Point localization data
==========
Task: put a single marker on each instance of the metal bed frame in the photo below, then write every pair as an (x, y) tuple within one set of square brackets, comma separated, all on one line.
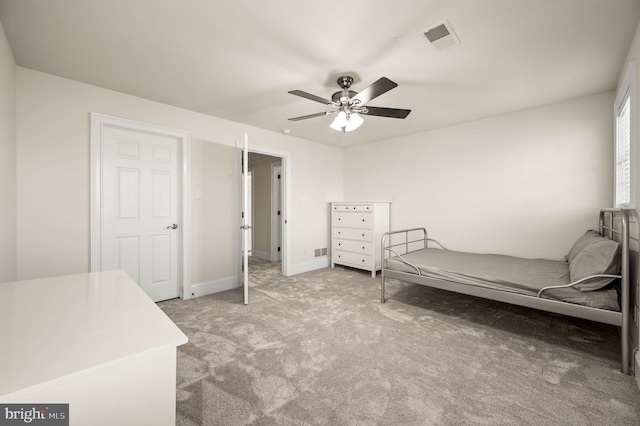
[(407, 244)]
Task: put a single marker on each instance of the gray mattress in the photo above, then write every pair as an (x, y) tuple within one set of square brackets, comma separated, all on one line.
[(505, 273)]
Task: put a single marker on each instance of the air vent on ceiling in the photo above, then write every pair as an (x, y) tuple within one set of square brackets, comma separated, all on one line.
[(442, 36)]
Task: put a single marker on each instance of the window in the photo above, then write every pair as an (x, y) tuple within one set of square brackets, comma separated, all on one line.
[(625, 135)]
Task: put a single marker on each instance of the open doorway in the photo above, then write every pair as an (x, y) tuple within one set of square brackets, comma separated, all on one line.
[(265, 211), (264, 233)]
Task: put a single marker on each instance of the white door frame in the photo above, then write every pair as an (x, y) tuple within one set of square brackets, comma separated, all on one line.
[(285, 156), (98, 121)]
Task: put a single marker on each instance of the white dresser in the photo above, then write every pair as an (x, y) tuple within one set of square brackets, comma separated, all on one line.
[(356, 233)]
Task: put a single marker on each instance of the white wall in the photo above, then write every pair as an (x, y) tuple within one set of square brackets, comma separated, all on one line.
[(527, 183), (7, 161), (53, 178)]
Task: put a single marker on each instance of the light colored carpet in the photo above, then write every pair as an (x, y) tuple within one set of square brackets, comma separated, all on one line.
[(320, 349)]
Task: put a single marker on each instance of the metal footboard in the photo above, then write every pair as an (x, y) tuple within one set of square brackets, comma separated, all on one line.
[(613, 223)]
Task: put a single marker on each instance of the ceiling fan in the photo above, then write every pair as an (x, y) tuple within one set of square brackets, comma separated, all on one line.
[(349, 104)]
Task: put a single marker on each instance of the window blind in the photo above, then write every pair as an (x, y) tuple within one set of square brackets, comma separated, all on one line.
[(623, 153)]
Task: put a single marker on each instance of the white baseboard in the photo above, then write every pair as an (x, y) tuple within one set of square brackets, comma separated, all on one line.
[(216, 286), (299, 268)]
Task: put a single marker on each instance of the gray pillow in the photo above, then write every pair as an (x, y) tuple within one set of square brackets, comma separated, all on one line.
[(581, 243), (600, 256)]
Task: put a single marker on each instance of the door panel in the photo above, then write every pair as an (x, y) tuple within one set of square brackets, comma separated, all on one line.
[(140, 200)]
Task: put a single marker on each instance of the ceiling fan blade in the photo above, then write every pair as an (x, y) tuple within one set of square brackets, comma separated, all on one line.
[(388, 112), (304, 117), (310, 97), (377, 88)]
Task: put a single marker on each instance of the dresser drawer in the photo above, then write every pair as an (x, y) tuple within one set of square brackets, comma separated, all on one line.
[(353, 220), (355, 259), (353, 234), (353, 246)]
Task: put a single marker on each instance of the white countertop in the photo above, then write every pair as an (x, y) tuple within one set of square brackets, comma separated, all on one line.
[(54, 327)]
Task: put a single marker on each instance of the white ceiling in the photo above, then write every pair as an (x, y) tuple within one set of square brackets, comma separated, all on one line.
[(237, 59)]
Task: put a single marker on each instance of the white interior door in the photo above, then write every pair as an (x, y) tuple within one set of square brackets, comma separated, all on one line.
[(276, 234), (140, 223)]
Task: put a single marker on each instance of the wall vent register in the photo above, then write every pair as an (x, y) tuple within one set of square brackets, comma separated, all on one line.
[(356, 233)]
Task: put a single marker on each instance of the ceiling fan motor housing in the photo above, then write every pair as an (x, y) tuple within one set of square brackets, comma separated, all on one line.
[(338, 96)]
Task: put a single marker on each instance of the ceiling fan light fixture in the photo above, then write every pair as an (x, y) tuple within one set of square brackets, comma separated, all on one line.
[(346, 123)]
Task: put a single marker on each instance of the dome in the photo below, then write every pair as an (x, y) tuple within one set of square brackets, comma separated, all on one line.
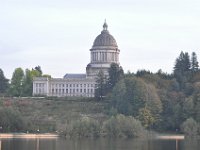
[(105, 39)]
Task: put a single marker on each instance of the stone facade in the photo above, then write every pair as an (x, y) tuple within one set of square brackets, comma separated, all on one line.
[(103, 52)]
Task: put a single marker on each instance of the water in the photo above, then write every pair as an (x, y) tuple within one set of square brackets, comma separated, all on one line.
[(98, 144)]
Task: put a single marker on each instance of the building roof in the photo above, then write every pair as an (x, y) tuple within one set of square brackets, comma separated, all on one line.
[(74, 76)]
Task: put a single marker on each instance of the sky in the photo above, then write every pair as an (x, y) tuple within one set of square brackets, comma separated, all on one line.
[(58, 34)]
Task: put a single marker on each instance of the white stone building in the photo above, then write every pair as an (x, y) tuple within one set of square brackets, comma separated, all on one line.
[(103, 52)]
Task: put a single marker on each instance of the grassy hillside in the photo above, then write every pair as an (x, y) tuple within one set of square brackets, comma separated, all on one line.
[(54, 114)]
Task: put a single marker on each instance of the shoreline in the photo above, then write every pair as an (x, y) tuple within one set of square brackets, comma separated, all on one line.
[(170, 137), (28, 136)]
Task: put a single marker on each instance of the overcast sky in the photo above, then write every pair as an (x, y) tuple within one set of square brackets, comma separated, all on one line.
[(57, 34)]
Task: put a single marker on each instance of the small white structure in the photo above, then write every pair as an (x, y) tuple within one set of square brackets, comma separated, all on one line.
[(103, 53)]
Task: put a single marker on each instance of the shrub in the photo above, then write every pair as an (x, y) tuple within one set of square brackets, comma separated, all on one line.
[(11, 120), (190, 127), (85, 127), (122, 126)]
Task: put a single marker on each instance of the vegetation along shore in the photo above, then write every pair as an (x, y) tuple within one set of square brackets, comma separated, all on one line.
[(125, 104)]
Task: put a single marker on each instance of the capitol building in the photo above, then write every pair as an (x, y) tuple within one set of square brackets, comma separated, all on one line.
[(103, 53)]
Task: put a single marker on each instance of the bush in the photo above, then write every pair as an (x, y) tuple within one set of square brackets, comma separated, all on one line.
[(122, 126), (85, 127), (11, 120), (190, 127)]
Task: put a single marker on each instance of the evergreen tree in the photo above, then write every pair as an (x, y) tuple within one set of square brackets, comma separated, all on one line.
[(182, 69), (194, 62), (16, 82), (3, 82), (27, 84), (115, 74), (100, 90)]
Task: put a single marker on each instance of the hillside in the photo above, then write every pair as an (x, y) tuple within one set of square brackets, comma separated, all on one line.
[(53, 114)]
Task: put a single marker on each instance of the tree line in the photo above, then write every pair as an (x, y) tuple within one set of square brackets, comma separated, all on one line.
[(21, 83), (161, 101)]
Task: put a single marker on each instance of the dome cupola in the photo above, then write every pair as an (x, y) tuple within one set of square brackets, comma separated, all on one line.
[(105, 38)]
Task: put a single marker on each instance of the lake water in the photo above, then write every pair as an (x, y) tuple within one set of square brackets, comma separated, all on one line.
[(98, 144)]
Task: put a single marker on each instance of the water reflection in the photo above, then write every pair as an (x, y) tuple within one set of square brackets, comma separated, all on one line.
==========
▸ **Work instructions**
Using the records above, output exactly the lines from the one containing "the dome cupola" through the last line, and no others.

▸ **Task answer**
Task: put a single marker on each instance of the dome cupola in the photo above, then write every pair as an (x, y) tuple within one set of square brackets, comma separated, all on one line.
[(105, 38)]
Task: put a single marker on each instance of the lake water in the photo above, then write every pair as an (x, y) tuple within one set of square brackets, comma separated, all on one line.
[(98, 144)]
Task: put a single marker on each instance of the water reflection in the photo above, then write every pair as an (x, y) tuple within one set of square brackets, comma separated, all on one line.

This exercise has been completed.